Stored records

* Begin *

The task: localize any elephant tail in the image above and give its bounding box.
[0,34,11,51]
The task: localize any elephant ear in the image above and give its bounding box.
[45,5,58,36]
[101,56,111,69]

* End *

Substitute "rhino" for every "elephant" in the data above, leaving everything else unchanged.

The task: localize any rhino tail in the image above and give its bounding box.
[0,34,11,51]
The task: localize any rhino ear in the image above and give its bounding box.
[45,5,58,36]
[101,56,111,69]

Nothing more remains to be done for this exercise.